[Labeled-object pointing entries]
-------

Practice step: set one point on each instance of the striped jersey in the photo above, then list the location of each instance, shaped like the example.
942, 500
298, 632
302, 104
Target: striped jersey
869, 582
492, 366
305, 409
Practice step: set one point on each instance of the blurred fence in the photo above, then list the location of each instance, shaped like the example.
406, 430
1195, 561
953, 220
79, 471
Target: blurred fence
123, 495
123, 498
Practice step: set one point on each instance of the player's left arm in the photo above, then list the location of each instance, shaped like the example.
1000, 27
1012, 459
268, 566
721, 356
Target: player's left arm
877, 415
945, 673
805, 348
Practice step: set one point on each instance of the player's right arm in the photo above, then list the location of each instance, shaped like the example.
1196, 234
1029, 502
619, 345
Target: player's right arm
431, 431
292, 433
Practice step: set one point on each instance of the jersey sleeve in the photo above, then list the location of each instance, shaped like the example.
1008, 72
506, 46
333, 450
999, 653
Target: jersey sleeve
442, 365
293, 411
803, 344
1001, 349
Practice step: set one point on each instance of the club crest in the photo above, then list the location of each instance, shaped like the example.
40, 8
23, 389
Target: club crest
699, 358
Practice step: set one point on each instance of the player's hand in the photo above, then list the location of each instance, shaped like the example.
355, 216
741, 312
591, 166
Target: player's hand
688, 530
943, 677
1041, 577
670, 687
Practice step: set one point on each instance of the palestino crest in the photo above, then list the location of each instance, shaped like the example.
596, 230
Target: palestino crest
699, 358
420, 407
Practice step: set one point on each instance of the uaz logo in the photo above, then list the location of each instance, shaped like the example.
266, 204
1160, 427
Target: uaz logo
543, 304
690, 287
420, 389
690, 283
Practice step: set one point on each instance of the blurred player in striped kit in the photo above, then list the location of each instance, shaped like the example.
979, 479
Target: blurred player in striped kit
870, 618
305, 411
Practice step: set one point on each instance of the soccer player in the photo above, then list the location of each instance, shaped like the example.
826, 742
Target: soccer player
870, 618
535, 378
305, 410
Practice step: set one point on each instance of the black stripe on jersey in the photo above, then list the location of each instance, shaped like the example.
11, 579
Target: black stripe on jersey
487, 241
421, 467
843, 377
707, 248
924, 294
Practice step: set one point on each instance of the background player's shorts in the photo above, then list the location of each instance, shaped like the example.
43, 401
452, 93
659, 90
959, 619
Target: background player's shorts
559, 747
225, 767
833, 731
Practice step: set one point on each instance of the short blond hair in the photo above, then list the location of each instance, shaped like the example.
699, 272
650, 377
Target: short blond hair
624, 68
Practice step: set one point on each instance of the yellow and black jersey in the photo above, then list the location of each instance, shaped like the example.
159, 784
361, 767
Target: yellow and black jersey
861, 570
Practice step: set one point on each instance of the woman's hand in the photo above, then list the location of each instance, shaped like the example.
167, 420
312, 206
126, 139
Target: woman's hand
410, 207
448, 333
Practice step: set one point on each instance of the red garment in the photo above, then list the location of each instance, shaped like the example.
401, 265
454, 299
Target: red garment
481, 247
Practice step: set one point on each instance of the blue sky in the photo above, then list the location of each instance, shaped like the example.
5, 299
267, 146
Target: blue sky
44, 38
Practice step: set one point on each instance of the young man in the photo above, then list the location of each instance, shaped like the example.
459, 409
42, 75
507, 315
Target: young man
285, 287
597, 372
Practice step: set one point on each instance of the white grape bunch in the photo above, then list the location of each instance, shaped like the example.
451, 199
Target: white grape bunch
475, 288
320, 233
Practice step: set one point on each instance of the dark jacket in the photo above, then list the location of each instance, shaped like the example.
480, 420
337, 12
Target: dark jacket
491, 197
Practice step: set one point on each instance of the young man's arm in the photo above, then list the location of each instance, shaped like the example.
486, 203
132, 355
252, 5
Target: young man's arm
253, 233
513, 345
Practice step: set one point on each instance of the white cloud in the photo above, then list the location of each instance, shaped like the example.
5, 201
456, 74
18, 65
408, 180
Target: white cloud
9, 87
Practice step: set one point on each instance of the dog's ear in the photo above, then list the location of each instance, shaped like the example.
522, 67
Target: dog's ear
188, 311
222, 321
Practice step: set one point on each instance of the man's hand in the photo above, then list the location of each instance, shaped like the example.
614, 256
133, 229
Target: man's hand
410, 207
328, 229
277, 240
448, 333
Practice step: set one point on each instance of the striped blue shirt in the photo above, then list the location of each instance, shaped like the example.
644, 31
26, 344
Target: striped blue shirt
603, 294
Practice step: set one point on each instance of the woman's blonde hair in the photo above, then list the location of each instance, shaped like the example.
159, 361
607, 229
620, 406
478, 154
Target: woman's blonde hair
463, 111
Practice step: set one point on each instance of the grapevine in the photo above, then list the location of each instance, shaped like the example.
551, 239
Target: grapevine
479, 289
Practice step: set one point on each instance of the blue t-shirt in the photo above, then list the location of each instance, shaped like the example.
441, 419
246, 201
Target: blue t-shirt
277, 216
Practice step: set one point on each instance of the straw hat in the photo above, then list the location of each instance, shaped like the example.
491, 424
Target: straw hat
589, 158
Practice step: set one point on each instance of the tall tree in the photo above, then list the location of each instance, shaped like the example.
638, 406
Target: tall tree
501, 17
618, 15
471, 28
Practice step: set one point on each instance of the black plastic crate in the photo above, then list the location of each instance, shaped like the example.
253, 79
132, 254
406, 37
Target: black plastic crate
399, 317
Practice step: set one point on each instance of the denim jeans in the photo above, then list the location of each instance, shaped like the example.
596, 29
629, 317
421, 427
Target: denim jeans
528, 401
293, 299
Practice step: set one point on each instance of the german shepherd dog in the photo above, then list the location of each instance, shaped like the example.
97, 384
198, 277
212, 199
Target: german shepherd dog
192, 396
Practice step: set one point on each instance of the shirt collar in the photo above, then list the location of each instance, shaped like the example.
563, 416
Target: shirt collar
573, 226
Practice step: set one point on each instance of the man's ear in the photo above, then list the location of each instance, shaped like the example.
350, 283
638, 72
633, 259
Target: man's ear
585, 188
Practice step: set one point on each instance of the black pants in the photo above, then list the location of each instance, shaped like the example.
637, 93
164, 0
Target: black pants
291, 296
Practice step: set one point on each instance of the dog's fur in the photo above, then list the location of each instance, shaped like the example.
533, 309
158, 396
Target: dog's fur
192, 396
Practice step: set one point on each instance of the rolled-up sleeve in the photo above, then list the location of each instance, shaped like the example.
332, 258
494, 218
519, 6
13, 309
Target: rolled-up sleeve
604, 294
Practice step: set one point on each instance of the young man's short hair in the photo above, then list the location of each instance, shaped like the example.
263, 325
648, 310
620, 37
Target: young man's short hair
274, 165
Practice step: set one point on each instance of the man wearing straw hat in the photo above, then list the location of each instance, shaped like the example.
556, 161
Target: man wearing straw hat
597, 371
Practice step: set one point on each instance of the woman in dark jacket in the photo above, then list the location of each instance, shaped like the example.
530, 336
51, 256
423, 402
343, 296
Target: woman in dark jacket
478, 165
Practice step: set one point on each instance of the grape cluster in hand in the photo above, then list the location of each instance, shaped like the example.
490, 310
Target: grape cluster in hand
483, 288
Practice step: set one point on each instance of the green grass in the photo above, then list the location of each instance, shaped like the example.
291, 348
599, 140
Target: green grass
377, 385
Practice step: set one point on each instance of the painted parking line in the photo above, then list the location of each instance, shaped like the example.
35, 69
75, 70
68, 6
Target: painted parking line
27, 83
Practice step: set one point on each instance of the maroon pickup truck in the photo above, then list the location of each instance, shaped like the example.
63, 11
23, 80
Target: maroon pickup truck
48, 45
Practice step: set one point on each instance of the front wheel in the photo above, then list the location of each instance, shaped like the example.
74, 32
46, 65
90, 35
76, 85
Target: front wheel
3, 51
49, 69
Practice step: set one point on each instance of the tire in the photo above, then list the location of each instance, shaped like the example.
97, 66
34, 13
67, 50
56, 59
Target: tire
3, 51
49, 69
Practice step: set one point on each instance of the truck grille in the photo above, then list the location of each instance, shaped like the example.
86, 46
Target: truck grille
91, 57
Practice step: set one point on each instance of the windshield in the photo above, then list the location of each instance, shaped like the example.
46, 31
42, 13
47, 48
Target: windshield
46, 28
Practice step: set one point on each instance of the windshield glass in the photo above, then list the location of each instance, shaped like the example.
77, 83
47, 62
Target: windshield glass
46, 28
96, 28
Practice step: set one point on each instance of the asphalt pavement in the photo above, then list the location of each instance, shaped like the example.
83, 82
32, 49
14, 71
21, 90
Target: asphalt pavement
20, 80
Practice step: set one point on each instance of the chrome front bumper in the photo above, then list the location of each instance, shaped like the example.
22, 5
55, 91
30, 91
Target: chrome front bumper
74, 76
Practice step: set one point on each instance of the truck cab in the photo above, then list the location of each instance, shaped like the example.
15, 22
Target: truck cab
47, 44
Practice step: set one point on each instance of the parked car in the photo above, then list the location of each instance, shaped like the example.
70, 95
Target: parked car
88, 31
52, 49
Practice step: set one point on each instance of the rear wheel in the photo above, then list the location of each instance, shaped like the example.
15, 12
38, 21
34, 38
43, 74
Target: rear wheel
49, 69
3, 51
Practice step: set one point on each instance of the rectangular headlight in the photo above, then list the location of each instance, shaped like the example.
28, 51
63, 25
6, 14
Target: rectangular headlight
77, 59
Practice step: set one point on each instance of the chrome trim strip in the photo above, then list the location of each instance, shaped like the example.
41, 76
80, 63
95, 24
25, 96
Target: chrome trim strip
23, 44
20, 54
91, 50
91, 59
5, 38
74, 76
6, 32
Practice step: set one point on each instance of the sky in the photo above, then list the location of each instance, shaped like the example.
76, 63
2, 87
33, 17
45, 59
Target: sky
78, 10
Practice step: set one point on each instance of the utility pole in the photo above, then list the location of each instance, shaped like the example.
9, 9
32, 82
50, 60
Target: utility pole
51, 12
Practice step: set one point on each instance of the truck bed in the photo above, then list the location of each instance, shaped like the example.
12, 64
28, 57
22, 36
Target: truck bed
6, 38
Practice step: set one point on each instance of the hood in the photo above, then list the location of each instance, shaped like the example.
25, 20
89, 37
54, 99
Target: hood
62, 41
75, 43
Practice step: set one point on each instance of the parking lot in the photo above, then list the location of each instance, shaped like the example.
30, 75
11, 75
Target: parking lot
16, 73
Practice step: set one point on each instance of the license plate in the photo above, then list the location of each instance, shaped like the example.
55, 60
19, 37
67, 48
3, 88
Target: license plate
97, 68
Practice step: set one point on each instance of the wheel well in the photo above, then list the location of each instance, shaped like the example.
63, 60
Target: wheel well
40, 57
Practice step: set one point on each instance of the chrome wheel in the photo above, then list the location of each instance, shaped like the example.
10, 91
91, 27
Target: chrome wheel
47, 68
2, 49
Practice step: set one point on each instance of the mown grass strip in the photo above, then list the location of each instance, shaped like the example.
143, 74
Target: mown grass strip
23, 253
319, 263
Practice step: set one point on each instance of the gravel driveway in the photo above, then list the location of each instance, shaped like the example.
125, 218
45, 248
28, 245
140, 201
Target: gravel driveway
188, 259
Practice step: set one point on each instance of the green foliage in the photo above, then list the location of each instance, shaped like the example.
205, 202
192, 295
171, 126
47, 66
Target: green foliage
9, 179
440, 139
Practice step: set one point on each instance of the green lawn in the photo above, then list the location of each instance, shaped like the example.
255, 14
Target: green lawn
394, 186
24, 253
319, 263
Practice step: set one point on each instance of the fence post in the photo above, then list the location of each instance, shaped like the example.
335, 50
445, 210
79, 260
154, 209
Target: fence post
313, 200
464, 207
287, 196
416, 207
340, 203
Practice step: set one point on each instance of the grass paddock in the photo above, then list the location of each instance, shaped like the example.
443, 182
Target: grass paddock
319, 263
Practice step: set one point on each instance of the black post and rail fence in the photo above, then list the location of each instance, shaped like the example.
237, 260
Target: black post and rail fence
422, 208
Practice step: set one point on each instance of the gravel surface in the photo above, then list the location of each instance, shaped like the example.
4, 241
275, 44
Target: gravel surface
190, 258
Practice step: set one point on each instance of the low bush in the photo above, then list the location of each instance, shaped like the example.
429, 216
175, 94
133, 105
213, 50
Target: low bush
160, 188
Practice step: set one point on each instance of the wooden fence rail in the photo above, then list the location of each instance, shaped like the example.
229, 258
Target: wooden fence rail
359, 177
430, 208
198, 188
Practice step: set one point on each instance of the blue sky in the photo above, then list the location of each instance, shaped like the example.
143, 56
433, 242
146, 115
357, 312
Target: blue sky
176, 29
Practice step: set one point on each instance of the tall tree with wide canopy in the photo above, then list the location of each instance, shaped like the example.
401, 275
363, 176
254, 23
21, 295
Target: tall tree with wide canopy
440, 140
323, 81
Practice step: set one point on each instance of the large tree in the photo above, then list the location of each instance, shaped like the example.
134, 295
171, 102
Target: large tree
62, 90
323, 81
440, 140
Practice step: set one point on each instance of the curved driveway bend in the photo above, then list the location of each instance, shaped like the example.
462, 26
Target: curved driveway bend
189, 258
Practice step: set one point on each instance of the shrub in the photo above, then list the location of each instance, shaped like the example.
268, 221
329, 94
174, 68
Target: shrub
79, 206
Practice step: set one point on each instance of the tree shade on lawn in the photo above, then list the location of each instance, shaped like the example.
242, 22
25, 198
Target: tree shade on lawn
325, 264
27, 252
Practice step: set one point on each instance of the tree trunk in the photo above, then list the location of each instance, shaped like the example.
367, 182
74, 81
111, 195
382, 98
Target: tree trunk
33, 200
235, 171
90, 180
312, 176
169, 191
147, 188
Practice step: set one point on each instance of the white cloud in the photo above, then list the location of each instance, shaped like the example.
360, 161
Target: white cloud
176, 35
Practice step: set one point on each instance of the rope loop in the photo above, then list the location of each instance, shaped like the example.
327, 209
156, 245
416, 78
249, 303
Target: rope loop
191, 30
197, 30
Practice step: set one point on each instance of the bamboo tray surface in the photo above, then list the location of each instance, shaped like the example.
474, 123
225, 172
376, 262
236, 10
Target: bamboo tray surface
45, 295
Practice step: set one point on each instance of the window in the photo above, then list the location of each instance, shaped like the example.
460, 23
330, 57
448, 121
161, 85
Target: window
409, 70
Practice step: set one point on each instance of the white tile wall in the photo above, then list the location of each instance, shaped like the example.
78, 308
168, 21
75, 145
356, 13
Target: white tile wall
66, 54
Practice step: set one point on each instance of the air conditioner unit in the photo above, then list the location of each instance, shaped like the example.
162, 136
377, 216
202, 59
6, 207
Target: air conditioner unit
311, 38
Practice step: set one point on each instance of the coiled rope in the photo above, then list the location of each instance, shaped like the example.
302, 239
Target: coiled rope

-------

EXERCISE TASK:
Repeat exactly the lines starting at the line with "the tree trunk" and ending with the final line of the entries. Include nothing else.

ANSWER IN FULL:
Practice step: set one point on each instance of the tree trunk in the photo above, then list the location of each instance, shaped like the example.
367, 182
74, 81
111, 195
382, 98
Target: tree trunk
33, 200
235, 171
90, 180
312, 176
169, 191
147, 188
Practice step: set one point on each instance of the white cloud in the photo above, then list the location of each instance, shaped like the example.
360, 161
Target: white cloud
176, 35
Practice step: set one point on each instance of the rope loop in the photo above, then list the location of each instance, shaped like the example.
327, 209
156, 245
416, 78
249, 303
Target: rope loop
191, 30
197, 30
Practice step: set one point on each instance of the bamboo tray surface in the photo above, then list the location of each instance, shaped like the example.
474, 123
225, 172
376, 262
236, 10
Target: bamboo tray surface
45, 295
Practice step: set one point on each instance of the window in the photo above, then list the location of each instance, shaped like the example.
460, 23
330, 57
448, 121
161, 85
Target: window
409, 70
Practice step: set one point on each instance of the white tile wall in the photo above, then list the location of each instance, shaped like the example.
78, 308
168, 21
75, 145
356, 13
Target: white tile wall
66, 54
Practice step: set one point on each instance of the air conditioner unit in the photo above, then list the location of each instance, shaped like the example.
162, 136
377, 216
202, 59
6, 207
Target: air conditioner unit
311, 38
Practice step: set one point on each instance of the coiled rope in the photo above, then list the location of each instance, shaped like the example.
302, 239
Target: coiled rope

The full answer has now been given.